### About this exercise
All of the lines below should be printed again exactly as they are.

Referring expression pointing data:
-- Opening Marker --

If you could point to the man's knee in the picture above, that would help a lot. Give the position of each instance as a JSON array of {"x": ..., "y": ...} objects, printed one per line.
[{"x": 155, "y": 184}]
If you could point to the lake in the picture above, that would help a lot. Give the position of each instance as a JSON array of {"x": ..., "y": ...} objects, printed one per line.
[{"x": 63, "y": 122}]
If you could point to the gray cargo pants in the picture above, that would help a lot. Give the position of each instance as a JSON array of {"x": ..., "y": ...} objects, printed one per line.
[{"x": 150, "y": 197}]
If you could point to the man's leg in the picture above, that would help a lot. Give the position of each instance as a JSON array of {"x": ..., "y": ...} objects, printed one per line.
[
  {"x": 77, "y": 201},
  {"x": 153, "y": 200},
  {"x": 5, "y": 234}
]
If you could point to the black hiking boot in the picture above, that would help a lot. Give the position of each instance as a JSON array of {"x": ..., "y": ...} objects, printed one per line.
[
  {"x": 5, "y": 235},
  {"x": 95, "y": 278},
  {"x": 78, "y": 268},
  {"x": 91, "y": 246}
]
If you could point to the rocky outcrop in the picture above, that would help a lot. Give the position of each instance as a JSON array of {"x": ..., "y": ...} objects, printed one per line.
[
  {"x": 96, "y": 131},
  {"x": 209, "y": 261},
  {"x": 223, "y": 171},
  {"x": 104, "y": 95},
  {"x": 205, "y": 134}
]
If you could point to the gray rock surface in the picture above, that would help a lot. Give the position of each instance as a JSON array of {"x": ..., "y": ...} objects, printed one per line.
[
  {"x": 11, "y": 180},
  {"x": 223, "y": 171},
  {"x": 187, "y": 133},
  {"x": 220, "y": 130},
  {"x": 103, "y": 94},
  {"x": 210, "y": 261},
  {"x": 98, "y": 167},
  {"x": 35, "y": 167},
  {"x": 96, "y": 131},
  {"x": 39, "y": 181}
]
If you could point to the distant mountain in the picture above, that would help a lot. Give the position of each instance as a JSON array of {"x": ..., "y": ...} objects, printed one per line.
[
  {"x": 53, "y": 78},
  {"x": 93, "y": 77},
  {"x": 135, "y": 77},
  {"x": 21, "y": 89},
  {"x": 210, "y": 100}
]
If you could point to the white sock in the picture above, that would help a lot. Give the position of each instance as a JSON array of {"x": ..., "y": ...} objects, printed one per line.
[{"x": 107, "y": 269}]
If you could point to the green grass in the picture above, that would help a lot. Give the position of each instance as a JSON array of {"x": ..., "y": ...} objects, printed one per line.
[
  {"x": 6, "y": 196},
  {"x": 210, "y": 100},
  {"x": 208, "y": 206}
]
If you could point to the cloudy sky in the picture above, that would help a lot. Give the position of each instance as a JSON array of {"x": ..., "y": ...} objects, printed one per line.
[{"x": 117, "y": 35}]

-- Closing Marker --

### Exercise answer
If you could point to the man's knee in the picture above, that would help a lot. Give the position of each instance as a JSON array of {"x": ..., "y": ...} objects, printed one per line.
[{"x": 155, "y": 184}]
If you could point to the lake in the picture above, that would help a lot. Give the position of each instance as a JSON array of {"x": ..., "y": ...} objects, printed one per line.
[{"x": 63, "y": 122}]
If you could point to the gray cargo pants in the picture above, that would help a lot. Give the position of each instance as a JSON array of {"x": ..., "y": ...} objects, printed one per line.
[{"x": 150, "y": 197}]
If you could point to the man's leg in the picture above, that would help a lot. Give the position of each instance as a JSON array of {"x": ..., "y": ...} objects, printed one per line.
[
  {"x": 77, "y": 201},
  {"x": 153, "y": 200},
  {"x": 5, "y": 234}
]
If you could point to the black hiking boot in the picture above, that would help a lot. Give the position of each instance as a JSON array of {"x": ..., "y": ...} objects, printed one per line.
[
  {"x": 5, "y": 235},
  {"x": 95, "y": 278},
  {"x": 78, "y": 268},
  {"x": 91, "y": 246}
]
If you could point to the rocky outcrop in the picture above, that would help a lot. Give the position of each instance as a JSON array of {"x": ..., "y": ...} objects, printed one per line.
[
  {"x": 96, "y": 131},
  {"x": 209, "y": 261},
  {"x": 223, "y": 171},
  {"x": 104, "y": 95},
  {"x": 205, "y": 134}
]
If you could point to the gray rock surface in the picture above, that would help a lot. Give the position of each instance as a JSON array of {"x": ..., "y": ...} objects, printed one per line.
[
  {"x": 11, "y": 180},
  {"x": 223, "y": 171},
  {"x": 187, "y": 133},
  {"x": 220, "y": 130},
  {"x": 103, "y": 94},
  {"x": 210, "y": 261},
  {"x": 98, "y": 167},
  {"x": 35, "y": 167},
  {"x": 96, "y": 131},
  {"x": 39, "y": 181}
]
If you could point to the distant mountain in the picture above, that would help a lot. Give the position of each instance as a JSON array of {"x": ..., "y": ...} objects, printed one per line.
[
  {"x": 53, "y": 78},
  {"x": 93, "y": 77},
  {"x": 135, "y": 77},
  {"x": 21, "y": 89},
  {"x": 210, "y": 100}
]
If you could point to the white sock in the picture above, that would help a lot. Give the position of each instance as a JSON array of {"x": ..., "y": ...} objects, printed one per line.
[{"x": 107, "y": 269}]
If you could point to the green grass in the picture above, that would help a lot. Give the position of each instance as a JSON array of {"x": ..., "y": ...} objects, printed one per line.
[
  {"x": 6, "y": 196},
  {"x": 210, "y": 100},
  {"x": 208, "y": 206}
]
If you could point to the cloudy sky in the picture above, that would help a lot. Give the position of each instance as a JSON array of {"x": ..., "y": ...} objects, printed one per line.
[{"x": 117, "y": 35}]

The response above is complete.